### RECORDS FOR PROCESSING

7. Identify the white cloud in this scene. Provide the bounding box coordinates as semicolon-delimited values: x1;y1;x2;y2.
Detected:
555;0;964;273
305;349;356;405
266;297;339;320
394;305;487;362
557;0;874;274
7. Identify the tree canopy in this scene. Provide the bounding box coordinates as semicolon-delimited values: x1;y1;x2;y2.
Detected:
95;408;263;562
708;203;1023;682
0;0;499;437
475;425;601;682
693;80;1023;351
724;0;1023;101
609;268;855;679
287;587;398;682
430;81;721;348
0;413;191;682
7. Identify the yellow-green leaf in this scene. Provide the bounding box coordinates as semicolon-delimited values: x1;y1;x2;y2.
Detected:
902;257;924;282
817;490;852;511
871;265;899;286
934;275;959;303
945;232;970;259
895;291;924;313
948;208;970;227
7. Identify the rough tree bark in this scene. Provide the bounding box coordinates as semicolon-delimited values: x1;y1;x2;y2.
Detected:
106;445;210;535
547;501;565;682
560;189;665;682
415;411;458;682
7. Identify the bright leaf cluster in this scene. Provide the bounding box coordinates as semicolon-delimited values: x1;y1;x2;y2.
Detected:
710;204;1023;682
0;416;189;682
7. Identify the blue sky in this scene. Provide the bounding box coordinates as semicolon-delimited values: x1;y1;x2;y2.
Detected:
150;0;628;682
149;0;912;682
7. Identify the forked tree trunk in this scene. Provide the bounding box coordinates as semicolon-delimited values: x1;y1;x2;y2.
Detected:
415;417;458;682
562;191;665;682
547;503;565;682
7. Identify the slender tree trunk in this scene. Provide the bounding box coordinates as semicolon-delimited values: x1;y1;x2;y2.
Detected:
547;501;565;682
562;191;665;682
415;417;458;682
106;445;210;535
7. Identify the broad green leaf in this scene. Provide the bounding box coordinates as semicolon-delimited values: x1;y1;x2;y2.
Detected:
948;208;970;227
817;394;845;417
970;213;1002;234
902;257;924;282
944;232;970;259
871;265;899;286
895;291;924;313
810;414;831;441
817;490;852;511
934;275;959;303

### SHORT PROBLEM
Rewrite every line of the records above as a Markdown table with the columns Row and Line, numbering the rows in order and omitting blank lines.

### THE OUTPUT
| Row | Line |
|---|---|
| 1 | 7. Identify the white cloud in this scene. Provide the bounding box coordinates as semicolon-delimited values: x1;y1;x2;y2. |
| 2 | Detected: |
| 3 | 555;0;964;273 |
| 4 | 305;349;356;405 |
| 5 | 266;297;339;320 |
| 6 | 394;305;487;362 |
| 7 | 557;0;874;274 |
| 8 | 7. Identify the tree canopy in this scene. Provide the bounding box coordinates as semicolon-delimited values: x1;y1;x2;y2. |
| 9 | Detected: |
| 10 | 95;408;263;562 |
| 11 | 708;203;1023;682 |
| 12 | 0;0;499;437 |
| 13 | 475;425;601;682 |
| 14 | 693;80;1023;351 |
| 15 | 724;0;1023;101 |
| 16 | 609;268;855;679 |
| 17 | 287;587;398;682 |
| 18 | 430;81;721;348 |
| 19 | 0;413;191;682 |
| 20 | 7. Identify the yellow-green leaf in this scene. Provide the bounding box coordinates as semicolon-delimited values: x1;y1;x2;y2. |
| 21 | Detected: |
| 22 | 902;257;924;282 |
| 23 | 817;490;852;511 |
| 24 | 871;265;899;286 |
| 25 | 934;275;959;303 |
| 26 | 945;232;970;259 |
| 27 | 895;291;924;313 |
| 28 | 948;208;970;227 |
| 29 | 7. Identify the rough tree bark in this scene. Provide the bounding box coordinates as semicolon-delimited values: x1;y1;x2;y2. |
| 30 | Detected: |
| 31 | 106;445;210;535 |
| 32 | 547;501;565;682 |
| 33 | 560;189;665;682 |
| 34 | 415;411;458;682 |
| 35 | 7. Identify the bright leaf cluster in this scene. Provide the bounding box coordinates as semicolon-delimited values: x1;y1;x2;y2. |
| 36 | Detected: |
| 37 | 710;204;1023;682 |
| 38 | 0;416;189;682 |
| 39 | 7. Identify the blue sky in this scene. Provide the bounding box coordinates as semicolon-delimited values: x1;y1;x2;y2. |
| 40 | Detected: |
| 41 | 150;0;628;682 |
| 42 | 149;0;912;682 |
| 43 | 7. Identify the forked tree trunk in this scene. Provide the bounding box coordinates as semicolon-delimited values: x1;y1;x2;y2. |
| 44 | Detected: |
| 45 | 415;417;458;682 |
| 46 | 562;191;665;682 |
| 47 | 547;503;565;682 |
| 48 | 7. Identify the slender tree trunk in this scene. Provide the bounding box coordinates as semicolon-delimited values: x1;y1;x2;y2. |
| 49 | Detected: |
| 50 | 547;501;565;682 |
| 51 | 562;191;665;682 |
| 52 | 415;417;458;682 |
| 53 | 106;445;210;535 |
| 54 | 7. Identify the broad green leaf in this scene. Provide the bounding box coordinates as semicolon-delimited values: x1;y1;x2;y2. |
| 55 | Detected: |
| 56 | 948;208;970;227 |
| 57 | 817;394;845;417 |
| 58 | 970;213;1002;234 |
| 59 | 902;257;924;282 |
| 60 | 944;232;970;259 |
| 61 | 871;265;899;286 |
| 62 | 895;291;924;313 |
| 63 | 810;414;831;441 |
| 64 | 817;490;852;511 |
| 65 | 934;275;959;303 |